*WHAT NEEDS TO BE DONE*
Rewrite every item with "even-odd rule" swapped for "nonzero winding rule" and all other lines unchanged, leaving the pictures out.

*PROVIDED MATERIAL*
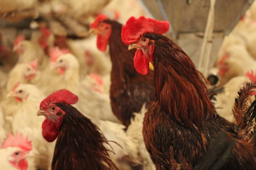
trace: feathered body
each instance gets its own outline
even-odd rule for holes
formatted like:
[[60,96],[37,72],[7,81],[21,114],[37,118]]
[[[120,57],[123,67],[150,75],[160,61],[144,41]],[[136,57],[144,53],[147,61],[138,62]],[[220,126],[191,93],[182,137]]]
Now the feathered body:
[[43,136],[48,142],[58,138],[52,170],[117,170],[104,146],[108,141],[95,124],[70,105],[78,101],[77,96],[62,89],[40,104],[37,115],[46,117]]
[[136,50],[128,51],[121,37],[122,25],[116,21],[105,20],[111,26],[108,44],[112,63],[110,87],[111,105],[113,113],[126,127],[133,113],[139,113],[145,102],[147,107],[153,99],[153,71],[143,76],[134,68]]

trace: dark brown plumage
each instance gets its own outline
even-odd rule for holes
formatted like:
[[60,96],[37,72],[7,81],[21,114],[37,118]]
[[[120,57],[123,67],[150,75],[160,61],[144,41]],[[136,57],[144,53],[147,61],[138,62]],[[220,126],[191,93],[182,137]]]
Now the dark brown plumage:
[[110,88],[111,106],[113,113],[127,127],[133,113],[140,111],[153,100],[154,73],[149,70],[146,76],[138,73],[134,66],[136,50],[128,50],[121,37],[122,25],[106,20],[103,23],[111,26],[109,39],[109,52],[112,63]]
[[66,113],[59,130],[52,169],[118,170],[103,145],[109,144],[108,141],[98,127],[73,106],[62,102],[55,105]]
[[155,45],[155,99],[145,115],[143,134],[157,169],[171,169],[174,160],[183,163],[185,169],[193,168],[221,130],[228,137],[224,143],[236,141],[230,159],[221,169],[255,169],[254,144],[239,137],[236,125],[216,114],[202,75],[190,59],[165,36],[142,37]]

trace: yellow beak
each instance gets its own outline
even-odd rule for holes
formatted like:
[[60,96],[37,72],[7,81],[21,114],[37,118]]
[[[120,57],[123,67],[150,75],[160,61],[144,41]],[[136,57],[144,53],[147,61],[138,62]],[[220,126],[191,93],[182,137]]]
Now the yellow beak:
[[90,35],[93,35],[96,34],[99,31],[95,28],[90,28],[89,30],[89,34]]
[[16,95],[15,95],[15,94],[14,94],[12,91],[11,91],[7,94],[7,95],[6,96],[6,98],[8,98],[11,97],[15,97],[15,96]]
[[26,157],[35,157],[35,154],[32,152],[29,153],[26,156]]

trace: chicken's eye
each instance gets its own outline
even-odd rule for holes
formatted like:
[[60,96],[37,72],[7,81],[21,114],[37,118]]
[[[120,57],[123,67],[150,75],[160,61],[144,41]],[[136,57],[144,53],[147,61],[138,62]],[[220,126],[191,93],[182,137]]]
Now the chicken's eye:
[[53,112],[55,111],[55,110],[56,110],[56,107],[55,106],[52,107],[52,108],[51,108],[51,110]]

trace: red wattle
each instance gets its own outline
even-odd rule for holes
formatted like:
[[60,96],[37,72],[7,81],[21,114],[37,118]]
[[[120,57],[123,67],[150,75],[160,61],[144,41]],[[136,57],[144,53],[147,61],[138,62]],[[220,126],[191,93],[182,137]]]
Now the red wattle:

*RESPONSE TO THIS TASK*
trace: feathered body
each instance gets its own outline
nonzero winding rule for holes
formatted like:
[[60,96],[37,72],[7,81],[21,114],[37,118]]
[[[120,57],[123,67],[150,75],[160,61],[144,41]],[[136,57],[144,53],[147,61],[138,62]],[[220,126],[191,93],[182,137]]]
Now the feathered body:
[[43,136],[48,142],[58,138],[52,170],[117,170],[104,146],[108,141],[95,124],[70,105],[78,101],[77,96],[62,89],[40,104],[37,115],[46,117]]
[[136,50],[128,51],[121,37],[122,25],[116,21],[105,20],[111,26],[108,44],[112,63],[110,87],[111,105],[113,113],[126,127],[133,113],[139,113],[145,102],[147,107],[153,99],[153,71],[143,76],[134,68]]

trace: dark brown plumage
each instance gets its own outline
nonzero winding rule for holes
formatted like:
[[60,96],[37,72],[7,81],[21,114],[37,118]]
[[[120,57],[123,67],[150,75],[160,61],[144,41]],[[136,57],[144,53],[147,61],[138,62]],[[220,126],[191,93],[182,137]]]
Now the dark brown plumage:
[[110,88],[111,106],[113,113],[127,127],[133,113],[140,111],[153,100],[154,73],[149,70],[146,76],[138,73],[134,66],[136,50],[128,50],[121,37],[122,25],[106,20],[103,23],[111,26],[109,39],[109,52],[112,63]]
[[66,113],[59,130],[52,169],[118,170],[103,145],[109,144],[108,141],[98,127],[73,106],[62,102],[55,105]]
[[155,45],[155,99],[145,115],[143,134],[157,169],[171,169],[174,160],[183,163],[185,169],[193,168],[221,130],[228,137],[224,143],[236,141],[230,159],[221,169],[255,169],[254,144],[239,137],[236,125],[216,114],[202,75],[190,59],[165,36],[142,37]]

trace: yellow beak
each instance gets its own outline
nonzero winding rule for holes
formatted like:
[[60,96],[37,72],[7,81],[21,114],[37,118]]
[[[120,57],[123,67],[150,75],[160,61],[144,41]],[[136,57],[144,53],[147,61],[138,62]],[[220,126],[191,93],[182,137]]]
Now the yellow beak:
[[90,35],[93,35],[96,34],[99,31],[95,28],[90,28],[89,30],[89,34]]
[[16,95],[15,95],[15,94],[14,94],[12,91],[11,91],[7,94],[7,95],[6,96],[6,98],[8,98],[11,97],[15,97],[15,96]]
[[26,157],[35,157],[35,154],[32,152],[29,153],[26,156]]

trace: chicken's eye
each instance gets its own outline
nonzero winding rule for holes
formatted like:
[[60,96],[37,72],[7,81],[21,114],[37,118]]
[[[120,57],[123,67],[150,75],[160,61],[144,41]],[[136,57],[144,53],[147,61],[138,62]],[[220,126],[191,93],[182,137]]]
Now the chicken's eye:
[[53,112],[55,111],[55,110],[56,110],[56,107],[55,106],[52,107],[52,108],[51,108],[51,110]]

trace: red wattle
each instance gets its own outline
nonzero winding rule for holes
formatted like:
[[60,96],[37,72],[7,81],[21,114],[37,118]]
[[[120,57],[123,67],[150,75],[160,61],[144,41]],[[136,57],[144,53],[147,61],[138,62]],[[220,126],[191,93],[182,137]]]
Now the red wattle:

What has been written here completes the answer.